▶ RECORDED DATA
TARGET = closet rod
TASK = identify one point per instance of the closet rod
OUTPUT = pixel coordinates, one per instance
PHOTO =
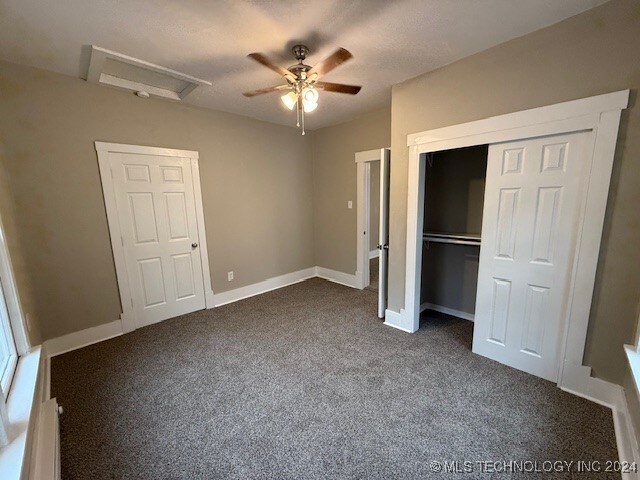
(455, 241)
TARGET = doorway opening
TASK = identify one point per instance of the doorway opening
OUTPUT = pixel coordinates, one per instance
(453, 207)
(373, 223)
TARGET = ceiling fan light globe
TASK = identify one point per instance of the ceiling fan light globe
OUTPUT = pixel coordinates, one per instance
(290, 99)
(309, 106)
(310, 94)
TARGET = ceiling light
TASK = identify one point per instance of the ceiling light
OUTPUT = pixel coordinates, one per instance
(310, 94)
(289, 100)
(309, 106)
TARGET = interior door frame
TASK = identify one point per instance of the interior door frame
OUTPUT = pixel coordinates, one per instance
(599, 114)
(363, 162)
(104, 151)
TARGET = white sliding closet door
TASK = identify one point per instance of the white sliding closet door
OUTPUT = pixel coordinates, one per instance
(157, 215)
(531, 212)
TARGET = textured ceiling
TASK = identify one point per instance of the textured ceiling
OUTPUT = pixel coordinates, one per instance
(391, 41)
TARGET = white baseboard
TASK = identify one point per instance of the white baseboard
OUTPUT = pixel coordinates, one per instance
(263, 287)
(398, 320)
(626, 438)
(447, 310)
(89, 336)
(608, 395)
(337, 277)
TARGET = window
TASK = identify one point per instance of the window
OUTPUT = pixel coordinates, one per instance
(8, 353)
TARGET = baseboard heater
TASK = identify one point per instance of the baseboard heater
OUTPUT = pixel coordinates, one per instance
(47, 456)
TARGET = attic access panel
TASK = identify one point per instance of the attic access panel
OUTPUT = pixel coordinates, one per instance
(117, 70)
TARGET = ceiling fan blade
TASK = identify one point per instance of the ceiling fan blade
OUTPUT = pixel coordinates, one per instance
(266, 90)
(260, 58)
(338, 87)
(332, 61)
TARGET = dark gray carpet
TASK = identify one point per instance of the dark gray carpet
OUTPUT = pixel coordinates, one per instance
(374, 273)
(305, 382)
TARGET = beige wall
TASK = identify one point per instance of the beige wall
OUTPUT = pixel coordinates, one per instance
(8, 217)
(256, 185)
(334, 184)
(590, 54)
(633, 400)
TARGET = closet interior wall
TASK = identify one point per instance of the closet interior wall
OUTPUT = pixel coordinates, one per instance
(454, 199)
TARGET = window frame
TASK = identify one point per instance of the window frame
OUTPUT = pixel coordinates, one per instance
(16, 325)
(7, 371)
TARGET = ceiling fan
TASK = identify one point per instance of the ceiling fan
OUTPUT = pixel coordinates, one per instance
(302, 80)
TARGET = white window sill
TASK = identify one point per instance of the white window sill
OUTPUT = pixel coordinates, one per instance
(21, 406)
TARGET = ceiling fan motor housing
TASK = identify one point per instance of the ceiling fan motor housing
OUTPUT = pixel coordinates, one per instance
(300, 52)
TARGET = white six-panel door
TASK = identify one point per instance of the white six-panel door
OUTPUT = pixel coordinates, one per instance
(383, 233)
(530, 220)
(157, 216)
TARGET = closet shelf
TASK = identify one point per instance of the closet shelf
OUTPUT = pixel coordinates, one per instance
(454, 238)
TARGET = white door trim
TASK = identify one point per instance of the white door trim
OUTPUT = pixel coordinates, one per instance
(601, 114)
(104, 149)
(363, 162)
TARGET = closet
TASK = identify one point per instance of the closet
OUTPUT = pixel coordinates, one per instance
(454, 199)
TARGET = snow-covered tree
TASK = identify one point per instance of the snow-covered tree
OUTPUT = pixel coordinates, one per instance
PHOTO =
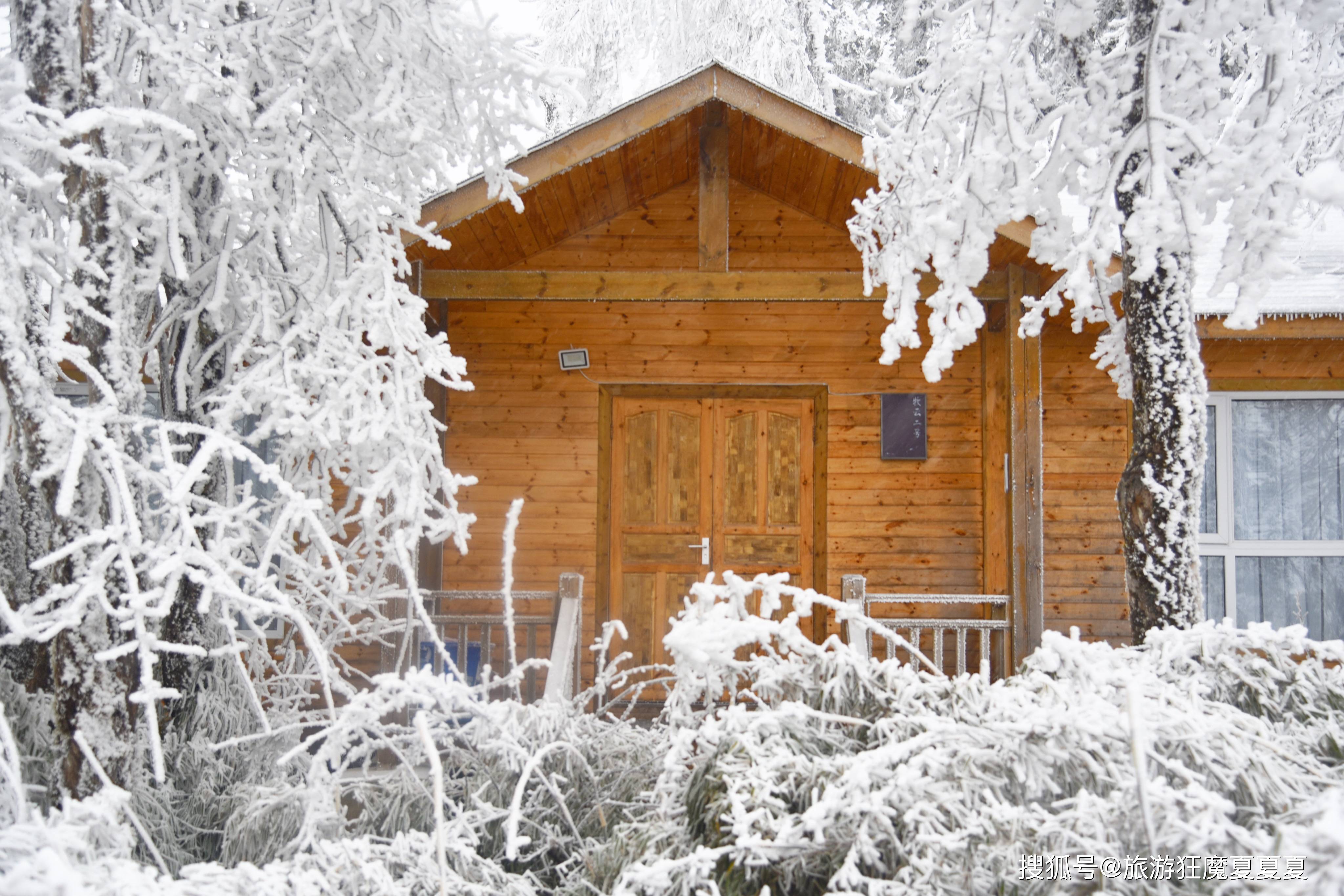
(624, 49)
(1125, 128)
(202, 209)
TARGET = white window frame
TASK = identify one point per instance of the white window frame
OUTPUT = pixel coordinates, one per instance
(1225, 542)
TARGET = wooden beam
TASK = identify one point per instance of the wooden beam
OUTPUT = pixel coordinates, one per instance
(1275, 328)
(1026, 437)
(638, 285)
(641, 115)
(714, 189)
(675, 285)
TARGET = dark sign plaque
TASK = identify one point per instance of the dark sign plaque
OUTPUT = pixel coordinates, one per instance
(905, 426)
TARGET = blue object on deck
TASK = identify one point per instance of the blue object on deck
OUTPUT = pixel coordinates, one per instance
(473, 657)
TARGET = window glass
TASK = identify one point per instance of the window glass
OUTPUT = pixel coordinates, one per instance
(1214, 578)
(1287, 471)
(1292, 592)
(1209, 500)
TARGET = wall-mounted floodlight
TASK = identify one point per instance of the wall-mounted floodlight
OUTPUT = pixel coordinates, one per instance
(573, 359)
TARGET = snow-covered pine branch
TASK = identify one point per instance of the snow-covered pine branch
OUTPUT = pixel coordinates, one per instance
(202, 209)
(1123, 130)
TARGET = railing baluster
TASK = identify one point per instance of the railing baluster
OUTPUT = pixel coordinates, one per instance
(531, 655)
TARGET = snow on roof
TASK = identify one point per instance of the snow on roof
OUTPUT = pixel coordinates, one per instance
(1316, 289)
(713, 64)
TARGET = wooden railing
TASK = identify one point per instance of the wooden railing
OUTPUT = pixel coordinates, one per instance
(984, 614)
(470, 636)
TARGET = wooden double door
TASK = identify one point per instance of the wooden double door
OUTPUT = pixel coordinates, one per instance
(705, 484)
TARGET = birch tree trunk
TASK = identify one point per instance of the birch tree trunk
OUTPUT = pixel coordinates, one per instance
(60, 42)
(1160, 487)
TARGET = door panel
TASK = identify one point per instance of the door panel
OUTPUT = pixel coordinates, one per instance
(659, 510)
(734, 472)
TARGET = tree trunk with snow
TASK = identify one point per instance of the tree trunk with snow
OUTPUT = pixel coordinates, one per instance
(1160, 487)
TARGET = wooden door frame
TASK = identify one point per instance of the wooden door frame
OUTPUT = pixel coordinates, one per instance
(607, 393)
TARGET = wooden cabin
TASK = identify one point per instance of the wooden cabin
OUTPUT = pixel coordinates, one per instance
(694, 244)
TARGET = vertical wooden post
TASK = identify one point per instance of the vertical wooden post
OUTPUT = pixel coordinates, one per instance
(854, 590)
(997, 573)
(1026, 418)
(714, 189)
(562, 679)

▶ EXERCISE AIM
Using the records above, return word for word the lines that begin at the one containing "TASK = identify one point per instance of the beige" and end at the one containing "TASK = identify one point per instance of the wooden beam", both of them included and no pictures.

▶ RESPONSE TO THIS TASK
TASK = identify one point per instance of the beige wall
OUTPUT = pixel coordinates, one per instance
(8, 217)
(256, 185)
(334, 184)
(590, 54)
(633, 400)
TARGET = closet interior wall
TASK = identify one point per instance of the closet interior wall
OUTPUT = pixel coordinates, one per instance
(454, 199)
TARGET = window frame
TASK = identify one point per instance of the window frame
OUTPUT = pixel coordinates, one per instance
(16, 325)
(7, 371)
TARGET = ceiling fan
TASK = identify one point per instance of the ceiling fan
OUTPUT = pixel coordinates, one per instance
(302, 80)
TARGET = white window sill
TASK = identify one point per instance of the white window sill
OUTPUT = pixel coordinates, one per instance
(21, 406)
TARGET = ceiling fan motor housing
TASK = identify one point per instance of the ceiling fan motor housing
OUTPUT = pixel coordinates, one per instance
(300, 52)
TARGET = white six-panel door
TASK = identify one point per instance of the white six-panel door
OUTPUT = pixel coordinates, one per instance
(383, 233)
(530, 220)
(157, 216)
TARGET = closet shelf
TASK = identify one point per instance of the closet shelf
OUTPUT = pixel coordinates, one per instance
(454, 238)
TARGET = white door trim
TASK = identify one point per instance of the white door trim
OUTPUT = pixel coordinates, one per instance
(601, 114)
(104, 149)
(363, 162)
TARGET = closet
TASK = identify one point per instance of the closet
OUTPUT = pixel coordinates, one per instance
(454, 199)
TARGET = snow-covered tree
TASK = identify one point per instance of the snow-covered tree
OUTPUT = pixel coordinates, one per instance
PHOTO =
(624, 49)
(1125, 128)
(202, 209)
TARGET = white window frame
TASK = identify one point per instance of the white window frame
OUTPUT = pixel coordinates, one per instance
(1225, 542)
TARGET = wooden beam
TASK = identify one point per instance of the wooden beam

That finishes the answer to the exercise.